Task directions — Transcribe the full listing below exactly.

***** Records supplied

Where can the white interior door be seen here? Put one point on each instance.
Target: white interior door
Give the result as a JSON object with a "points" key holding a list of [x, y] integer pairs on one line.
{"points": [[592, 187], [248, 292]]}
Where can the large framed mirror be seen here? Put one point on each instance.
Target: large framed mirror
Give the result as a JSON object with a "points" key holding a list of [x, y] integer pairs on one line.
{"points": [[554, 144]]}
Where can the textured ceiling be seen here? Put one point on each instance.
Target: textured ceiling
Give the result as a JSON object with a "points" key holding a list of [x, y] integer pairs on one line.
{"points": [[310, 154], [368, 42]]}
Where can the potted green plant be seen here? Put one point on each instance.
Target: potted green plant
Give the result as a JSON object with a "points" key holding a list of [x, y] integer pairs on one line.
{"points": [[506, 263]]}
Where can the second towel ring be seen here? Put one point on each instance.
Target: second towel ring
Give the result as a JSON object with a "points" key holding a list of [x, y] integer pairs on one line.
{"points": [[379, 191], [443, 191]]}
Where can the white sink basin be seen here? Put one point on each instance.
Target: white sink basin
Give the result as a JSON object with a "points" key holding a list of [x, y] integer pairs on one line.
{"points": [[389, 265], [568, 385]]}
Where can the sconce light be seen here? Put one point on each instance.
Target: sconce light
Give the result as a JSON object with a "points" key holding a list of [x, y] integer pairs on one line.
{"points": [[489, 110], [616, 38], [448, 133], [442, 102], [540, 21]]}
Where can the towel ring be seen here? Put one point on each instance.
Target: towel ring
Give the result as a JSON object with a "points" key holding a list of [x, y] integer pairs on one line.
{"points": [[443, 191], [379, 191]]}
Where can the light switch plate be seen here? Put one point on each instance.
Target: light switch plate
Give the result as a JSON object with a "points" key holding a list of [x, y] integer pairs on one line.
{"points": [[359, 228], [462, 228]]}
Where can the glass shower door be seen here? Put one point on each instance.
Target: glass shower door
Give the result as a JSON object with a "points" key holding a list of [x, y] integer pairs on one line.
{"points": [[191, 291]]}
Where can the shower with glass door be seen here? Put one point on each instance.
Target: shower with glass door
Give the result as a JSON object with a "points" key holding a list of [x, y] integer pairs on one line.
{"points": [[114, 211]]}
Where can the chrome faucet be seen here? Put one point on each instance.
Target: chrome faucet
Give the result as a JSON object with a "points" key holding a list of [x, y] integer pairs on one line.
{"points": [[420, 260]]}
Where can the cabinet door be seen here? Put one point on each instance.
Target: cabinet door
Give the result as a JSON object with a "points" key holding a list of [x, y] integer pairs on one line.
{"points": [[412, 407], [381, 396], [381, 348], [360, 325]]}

**********

Written response —
Where can the white interior door be seen here? Put one point on each instance.
Target: white interior door
Give the result as a JSON object with a "points" key holding a list of [x, y] integer pairs on one line.
{"points": [[592, 187], [248, 292]]}
Where can the large framed mirror be seen here? Put one point on each instance.
Target: large framed mirror
Give the result as a JSON object with a "points" key holding a list of [x, y] integer pairs on one line.
{"points": [[554, 144]]}
Where can the textured ceiling be seen here? Put one point on each instance.
Target: textured ceiling
Give the result as a JSON object with a "points" key holding a list of [x, y] integer pairs on one line.
{"points": [[310, 154], [368, 42]]}
Where can the potted green plant be seen here? Put one point on each instance.
Target: potted green plant
Give the result as a JSON object with a "points" key holding a list of [x, y] integer pairs on one line.
{"points": [[506, 263]]}
Where can the second towel ring be seen here? Put one point on each instance.
Target: second towel ring
Give the result as a JSON object with a "points" key holding a list of [x, y] integer pairs on one line.
{"points": [[379, 191], [443, 191]]}
Where can the white sink basin be seen here? Put one point on each instance.
Target: white sink basin
Give the result as a JSON object with a "points" key holding a list of [x, y] integer pairs on one line.
{"points": [[389, 265], [568, 385]]}
Where can the sconce light be seen here? Put one point on each instance.
Target: sconce light
Give the result as a JSON object with a "points" key holding a list of [x, y] integer pairs on one line.
{"points": [[489, 110], [616, 38], [448, 133], [442, 102], [540, 21]]}
Where can the towel ring be seen here? Put one point on each instance.
Target: towel ring
Give the result as a JSON object with a "points" key holding a list of [x, y] integer pairs on one line.
{"points": [[443, 191], [379, 191]]}
Where can the light switch plate be seen here? Put one point on each instance.
Target: light switch plate
Give the result as a JSON object with a "points" key holding a list of [x, y] integer pairs on one line.
{"points": [[359, 228], [462, 228]]}
Where can the glass shower door be seen here? Put one point on each instance.
Target: glass shower door
Give the result as a JSON object with a "points" key holding a list of [x, y] integer pairs on one line.
{"points": [[191, 291]]}
Where can the shower with glass door be seen here? Put one point on each instance.
Target: shower with glass door
Give the result as a JSON object with a "points" key holding a list of [x, y] integer pairs on one line.
{"points": [[114, 211]]}
Where can the chrome faucet be seen here? Put one point on each instance.
Target: chrome faucet
Give the result as a JSON object with a "points" key holding a list of [x, y] integer pairs on one line.
{"points": [[420, 260]]}
Where can the cabinet door be seen here? Put one point on each instance.
Target: cabinet door
Give the result as a JSON object with a "points" key holding a list of [x, y] integer pairs on one line.
{"points": [[412, 407], [381, 396], [381, 348], [360, 325]]}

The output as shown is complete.